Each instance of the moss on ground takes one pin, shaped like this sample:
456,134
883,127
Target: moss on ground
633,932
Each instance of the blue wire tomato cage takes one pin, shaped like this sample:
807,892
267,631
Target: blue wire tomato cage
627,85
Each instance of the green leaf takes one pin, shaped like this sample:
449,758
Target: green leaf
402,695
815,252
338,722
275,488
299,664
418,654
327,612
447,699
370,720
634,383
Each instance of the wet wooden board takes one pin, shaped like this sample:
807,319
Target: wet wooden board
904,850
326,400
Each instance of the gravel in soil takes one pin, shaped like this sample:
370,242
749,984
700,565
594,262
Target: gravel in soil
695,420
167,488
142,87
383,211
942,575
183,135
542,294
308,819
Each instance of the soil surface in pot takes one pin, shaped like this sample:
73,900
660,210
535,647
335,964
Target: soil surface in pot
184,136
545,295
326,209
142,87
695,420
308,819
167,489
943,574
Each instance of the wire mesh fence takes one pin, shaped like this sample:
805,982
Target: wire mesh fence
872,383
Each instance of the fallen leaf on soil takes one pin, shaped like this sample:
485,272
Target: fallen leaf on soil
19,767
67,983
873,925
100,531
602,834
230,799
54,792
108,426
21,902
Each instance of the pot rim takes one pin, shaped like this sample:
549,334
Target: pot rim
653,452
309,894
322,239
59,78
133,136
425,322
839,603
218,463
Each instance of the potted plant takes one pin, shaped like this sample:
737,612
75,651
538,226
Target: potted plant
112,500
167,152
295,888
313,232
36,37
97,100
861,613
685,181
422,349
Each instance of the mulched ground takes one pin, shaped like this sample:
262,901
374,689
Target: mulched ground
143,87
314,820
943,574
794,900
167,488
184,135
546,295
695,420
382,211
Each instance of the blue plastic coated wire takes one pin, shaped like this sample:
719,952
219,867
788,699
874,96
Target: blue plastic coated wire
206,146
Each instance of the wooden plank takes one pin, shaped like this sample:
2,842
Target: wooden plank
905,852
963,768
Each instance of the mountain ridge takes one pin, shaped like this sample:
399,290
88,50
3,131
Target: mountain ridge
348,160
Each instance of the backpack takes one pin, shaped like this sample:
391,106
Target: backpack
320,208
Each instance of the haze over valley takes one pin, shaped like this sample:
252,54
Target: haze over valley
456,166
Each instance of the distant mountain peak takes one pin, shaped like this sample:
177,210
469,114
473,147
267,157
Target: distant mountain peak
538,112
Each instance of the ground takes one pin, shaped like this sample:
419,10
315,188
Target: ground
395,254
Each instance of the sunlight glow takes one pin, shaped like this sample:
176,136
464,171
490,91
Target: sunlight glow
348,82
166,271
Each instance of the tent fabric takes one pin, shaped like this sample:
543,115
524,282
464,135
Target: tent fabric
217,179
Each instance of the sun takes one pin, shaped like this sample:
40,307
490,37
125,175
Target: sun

== WORK ORDER ==
Write every entry out again, exactly as it stands.

== WRITTEN RESPONSE ==
Each instance of the moss on ground takes one pin, shaped like this sample:
456,134
883,127
Target: moss on ground
633,932
Each instance of the blue wire tomato cage takes one pin, shaped like this sample:
807,892
267,631
Target: blue wire tomato cage
627,85
Each instance of the green leaf takes one pin, shaped like this sample:
449,758
Target: green leaf
402,695
815,252
338,722
275,488
299,664
418,654
327,612
447,699
370,720
634,383
Each instance of the wet wooden board takes one pin, shaped like this sample:
807,319
Target: wet wooden board
904,850
326,400
Each instance of the gravel in soil takes one pin, shaped like this sample:
370,242
749,984
700,565
594,262
Target: gravel in soil
695,420
167,488
142,87
383,211
942,575
183,135
542,294
308,819
Each instance of the soil surface in pot takes one pin, shaped like this sample:
73,900
660,210
535,647
335,964
Target: soil surface in pot
184,136
545,295
326,209
142,87
695,420
308,819
167,489
943,574
Each instance of the wire mesh fence takes one pin, shaped like this sample:
805,982
Target: wire mesh fence
872,383
Each instance of the fallen leaf on soil takes one pin, shaped like this sample:
485,272
Target: fallen leaf on soil
19,767
67,983
873,925
100,531
602,834
230,799
54,792
108,426
21,902
Each instance of the pot rim takes one pin, shaped like this sample:
549,334
Target: pot rim
653,452
309,894
322,239
59,78
133,136
425,322
839,603
218,463
Each instance of the potted plant takes one pin, shaped like this sample:
737,612
75,651
538,226
Target: potted plant
112,500
167,152
295,888
313,232
36,37
97,100
861,613
685,181
422,349
Each instance of the mulched ground takes one pin, shaped like this sample:
262,901
374,689
Target: mulched ground
143,87
314,820
943,574
794,900
167,488
184,135
546,295
695,420
382,211
Each instance of the blue plastic coated wire takes one pin, shaped like this sample:
719,952
219,867
788,699
874,96
Target: blue plastic coated wire
206,146
Each instance of the wooden plank takes one pin, shaped like this sample:
2,842
Target: wooden plank
905,852
963,768
Each instance of the mountain ridge takes one pin, shaped like this sample:
399,290
88,50
3,131
Target: mountain ridge
348,160
Each instance of the backpack takes one pin, shaped like this sample:
391,106
Target: backpack
320,208
Each instance of the haze over valley takes one pin, shaped like this sample:
252,54
Target: haze over valley
456,166
Each instance of the distant mountain peak takes one pin, shaped like this sample:
177,210
469,114
473,147
267,157
Target: distant mountain peak
538,112
Each instance of the ground takes one pin, shaped like this sample:
419,10
315,188
Target: ground
395,254
Each instance of the sunlight glow takes one pin, shaped like this sample:
176,136
464,171
490,91
Target: sunlight glow
348,82
166,271
Each instance of the tent fabric takes one pin, shaped like this sample:
543,115
524,282
464,135
Target: tent fabric
217,179
Each instance of the sun takes one pin, shaped like this sample:
40,307
490,37
125,175
Target: sun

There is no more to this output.